• **Extract to read**:
***

Why the GOP Gets So Much Wrong
The problem isn’t the way conservatives think, it’s that they seem to have given up on thinking at all

There was a small kerfuffle in my home state of Minnesota recently when Scott Jensen, the Republican candidate running for governor, was caught on film complaining to supporters that there are litter boxes in the state’s classrooms so kids who identify as cats have a place to pee.
You know that’s not true, and it’s pure dumbness to even bring it up. Anyone with a brain should know that, but not our Republican candidate for governor. Despite his claim to have a medical degree, it seems he fell hook, line, and sinker for one of the nuttier hoaxes making its way around the conservative internet.
There’s a pattern here. Dr. Jensen rose to prominence by attacking public health measures and spreading medical misinformation during the darkest days of the pandemic. He betrayed the Hippocratic Oath he took as a family physician and put people’s lives at risk, especially the lives of those he’s hoping will vote for him. You may have seen reports that Republicans buying into his sort of nonsense died at a much higher rate during the pandemic than Democrats. A new paper from the National Bureau of Economic Research found Republicans have a 76% higher excess death rate than Democrats.
There are, in other words, consequences to public lunacy. Yet it’s become the basic playbook if you want to be a Republican politician these days. I remember back in 2012 when Bobby Jindal, the Republican Governor of Louisiana and a rising star often mentioned as the party’s next presidential candidate, saw where his party was headed and said “Stop being the stupid party.”
That was the last time we heard much out of Bobby Jindal.

***

Can you copy out the whole opinion piece about the GOP word for word? None of the entries that come next have anything to do with the opinion piece.

• **Data to examine**:

***

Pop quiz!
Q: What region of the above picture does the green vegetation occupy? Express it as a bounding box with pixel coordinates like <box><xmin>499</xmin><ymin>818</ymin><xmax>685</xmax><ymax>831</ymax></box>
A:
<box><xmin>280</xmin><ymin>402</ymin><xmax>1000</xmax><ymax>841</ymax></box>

***

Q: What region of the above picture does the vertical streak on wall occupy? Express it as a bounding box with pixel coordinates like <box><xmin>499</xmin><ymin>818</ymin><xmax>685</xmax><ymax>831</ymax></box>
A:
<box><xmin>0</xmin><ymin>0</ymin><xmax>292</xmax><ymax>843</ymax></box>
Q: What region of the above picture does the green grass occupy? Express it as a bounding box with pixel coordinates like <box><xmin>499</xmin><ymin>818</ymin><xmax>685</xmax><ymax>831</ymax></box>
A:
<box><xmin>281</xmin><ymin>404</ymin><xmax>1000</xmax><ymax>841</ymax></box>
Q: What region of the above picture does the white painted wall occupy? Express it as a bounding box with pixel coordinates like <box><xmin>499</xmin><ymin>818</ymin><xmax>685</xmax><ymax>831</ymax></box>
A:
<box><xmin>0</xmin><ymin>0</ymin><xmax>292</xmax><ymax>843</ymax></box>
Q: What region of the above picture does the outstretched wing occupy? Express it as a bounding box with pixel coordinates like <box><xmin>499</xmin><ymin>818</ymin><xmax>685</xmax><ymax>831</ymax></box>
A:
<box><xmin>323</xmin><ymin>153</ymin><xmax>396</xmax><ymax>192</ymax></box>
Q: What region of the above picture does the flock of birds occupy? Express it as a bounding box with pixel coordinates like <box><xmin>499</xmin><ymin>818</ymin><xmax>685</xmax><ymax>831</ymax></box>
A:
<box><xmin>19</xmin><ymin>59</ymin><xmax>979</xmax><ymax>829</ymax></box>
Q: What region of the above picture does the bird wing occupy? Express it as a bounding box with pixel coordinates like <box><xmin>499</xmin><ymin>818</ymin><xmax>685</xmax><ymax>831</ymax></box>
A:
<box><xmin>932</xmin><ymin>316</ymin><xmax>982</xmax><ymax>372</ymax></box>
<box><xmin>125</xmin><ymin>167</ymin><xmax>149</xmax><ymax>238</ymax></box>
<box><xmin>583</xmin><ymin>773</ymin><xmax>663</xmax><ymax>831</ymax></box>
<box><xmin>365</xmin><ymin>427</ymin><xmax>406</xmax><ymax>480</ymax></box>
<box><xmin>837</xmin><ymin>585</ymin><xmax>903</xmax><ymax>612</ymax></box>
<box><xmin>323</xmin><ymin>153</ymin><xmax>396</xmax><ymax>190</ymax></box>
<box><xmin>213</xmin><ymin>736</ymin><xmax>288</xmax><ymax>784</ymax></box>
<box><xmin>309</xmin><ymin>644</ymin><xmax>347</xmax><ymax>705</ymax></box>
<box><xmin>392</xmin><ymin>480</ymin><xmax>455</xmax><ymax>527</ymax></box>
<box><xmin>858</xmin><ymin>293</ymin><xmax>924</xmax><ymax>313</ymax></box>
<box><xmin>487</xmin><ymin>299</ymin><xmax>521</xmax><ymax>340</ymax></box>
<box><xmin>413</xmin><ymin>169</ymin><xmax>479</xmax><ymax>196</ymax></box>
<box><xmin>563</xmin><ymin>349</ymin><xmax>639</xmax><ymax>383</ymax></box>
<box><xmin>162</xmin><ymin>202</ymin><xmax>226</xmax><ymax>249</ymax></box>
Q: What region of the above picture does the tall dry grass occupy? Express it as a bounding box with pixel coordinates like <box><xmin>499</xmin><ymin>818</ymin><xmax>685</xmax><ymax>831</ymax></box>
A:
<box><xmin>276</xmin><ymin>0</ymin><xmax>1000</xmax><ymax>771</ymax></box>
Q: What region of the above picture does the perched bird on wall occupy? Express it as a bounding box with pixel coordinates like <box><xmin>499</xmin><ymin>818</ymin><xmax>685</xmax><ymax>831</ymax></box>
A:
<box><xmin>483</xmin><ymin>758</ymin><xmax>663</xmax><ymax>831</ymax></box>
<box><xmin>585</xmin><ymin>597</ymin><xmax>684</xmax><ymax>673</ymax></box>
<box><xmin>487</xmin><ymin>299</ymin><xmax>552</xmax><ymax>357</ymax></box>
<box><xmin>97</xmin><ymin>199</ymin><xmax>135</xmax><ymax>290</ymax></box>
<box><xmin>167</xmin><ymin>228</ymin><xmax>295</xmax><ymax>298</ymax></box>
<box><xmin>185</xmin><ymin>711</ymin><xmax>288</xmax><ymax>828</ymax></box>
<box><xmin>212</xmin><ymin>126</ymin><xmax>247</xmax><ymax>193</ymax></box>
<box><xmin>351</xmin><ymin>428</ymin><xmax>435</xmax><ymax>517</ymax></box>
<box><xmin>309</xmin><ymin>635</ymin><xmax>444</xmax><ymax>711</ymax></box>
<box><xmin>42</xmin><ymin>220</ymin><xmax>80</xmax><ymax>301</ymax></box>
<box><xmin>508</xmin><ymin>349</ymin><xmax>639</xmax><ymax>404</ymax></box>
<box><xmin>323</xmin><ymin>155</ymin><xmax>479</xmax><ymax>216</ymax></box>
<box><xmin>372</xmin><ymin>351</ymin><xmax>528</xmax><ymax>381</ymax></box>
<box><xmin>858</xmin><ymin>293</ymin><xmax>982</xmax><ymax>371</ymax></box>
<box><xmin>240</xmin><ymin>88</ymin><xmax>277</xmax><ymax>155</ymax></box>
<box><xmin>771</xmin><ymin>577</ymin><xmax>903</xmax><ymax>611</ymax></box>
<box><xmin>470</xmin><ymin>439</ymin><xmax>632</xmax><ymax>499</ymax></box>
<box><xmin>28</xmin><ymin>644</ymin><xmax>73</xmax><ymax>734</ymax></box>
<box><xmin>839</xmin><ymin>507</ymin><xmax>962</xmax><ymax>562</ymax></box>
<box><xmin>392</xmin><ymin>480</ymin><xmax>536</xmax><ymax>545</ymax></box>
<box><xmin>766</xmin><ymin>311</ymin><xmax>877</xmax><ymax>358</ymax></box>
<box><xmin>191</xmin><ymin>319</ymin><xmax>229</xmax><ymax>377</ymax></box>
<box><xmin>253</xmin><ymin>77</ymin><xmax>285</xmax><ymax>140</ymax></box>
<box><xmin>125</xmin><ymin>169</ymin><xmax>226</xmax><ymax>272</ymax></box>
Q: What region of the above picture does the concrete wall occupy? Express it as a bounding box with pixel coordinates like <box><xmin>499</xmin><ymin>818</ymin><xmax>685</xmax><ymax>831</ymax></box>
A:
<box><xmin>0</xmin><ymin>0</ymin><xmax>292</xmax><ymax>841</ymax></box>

***

• **Written answer**:
Why the GOP Gets So Much Wrong
The problem isn’t the way conservatives think, it’s that they seem to have given up on thinking at all

There was a small kerfuffle in my home state of Minnesota recently when Scott Jensen, the Republican candidate running for governor, was caught on film complaining to supporters that there are litter boxes in the state’s classrooms so kids who identify as cats have a place to pee.
You know that’s not true, and it’s pure dumbness to even bring it up. Anyone with a brain should know that, but not our Republican candidate for governor. Despite his claim to have a medical degree, it seems he fell hook, line, and sinker for one of the nuttier hoaxes making its way around the conservative internet.
There’s a pattern here. Dr. Jensen rose to prominence by attacking public health measures and spreading medical misinformation during the darkest days of the pandemic. He betrayed the Hippocratic Oath he took as a family physician and put people’s lives at risk, especially the lives of those he’s hoping will vote for him. You may have seen reports that Republicans buying into his sort of nonsense died at a much higher rate during the pandemic than Democrats. A new paper from the National Bureau of Economic Research found Republicans have a 76% higher excess death rate than Democrats.
There are, in other words, consequences to public lunacy. Yet it’s become the basic playbook if you want to be a Republican politician these days. I remember back in 2012 when Bobby Jindal, the Republican Governor of Louisiana and a rising star often mentioned as the party’s next presidential candidate, saw where his party was headed and said “Stop being the stupid party.”
That was the last time we heard much out of Bobby Jindal.